- **Required work**:
Exactly as they appear, copy the lines of the listing from the one containing "it: point(294, 152)." through the final line, both included, and nothing else.

• • • • • • •

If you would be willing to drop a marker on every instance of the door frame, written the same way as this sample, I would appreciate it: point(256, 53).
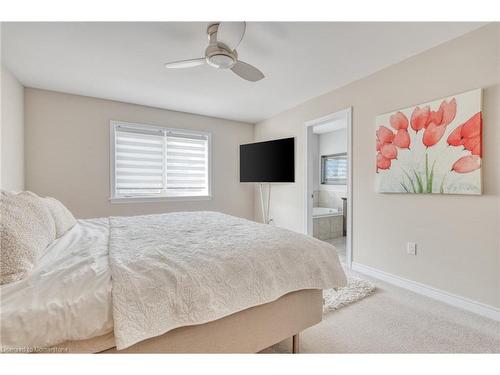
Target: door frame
point(308, 227)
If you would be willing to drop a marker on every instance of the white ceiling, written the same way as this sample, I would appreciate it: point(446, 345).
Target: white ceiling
point(124, 61)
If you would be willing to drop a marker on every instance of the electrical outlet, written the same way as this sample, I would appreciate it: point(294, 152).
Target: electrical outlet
point(411, 248)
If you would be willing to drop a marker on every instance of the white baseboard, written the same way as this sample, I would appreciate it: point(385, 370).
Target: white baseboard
point(428, 291)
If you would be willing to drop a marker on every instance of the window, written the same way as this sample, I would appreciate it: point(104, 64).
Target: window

• • • • • • •

- **Correct answer**:
If you would be willing to drop a marker on every instance of the electrical outlet, written the same way as this sample, I would appreciate it: point(294, 152).
Target: electrical outlet
point(411, 248)
If you would be willing to drop a marker on every instance of the white baseboard, written the same way as this sample, I would appreciate it: point(385, 370).
Target: white baseboard
point(428, 291)
If you would be willing to drop a marker on every instance of the window, written the same way as this sample, I would appreciate it: point(104, 64).
Target: window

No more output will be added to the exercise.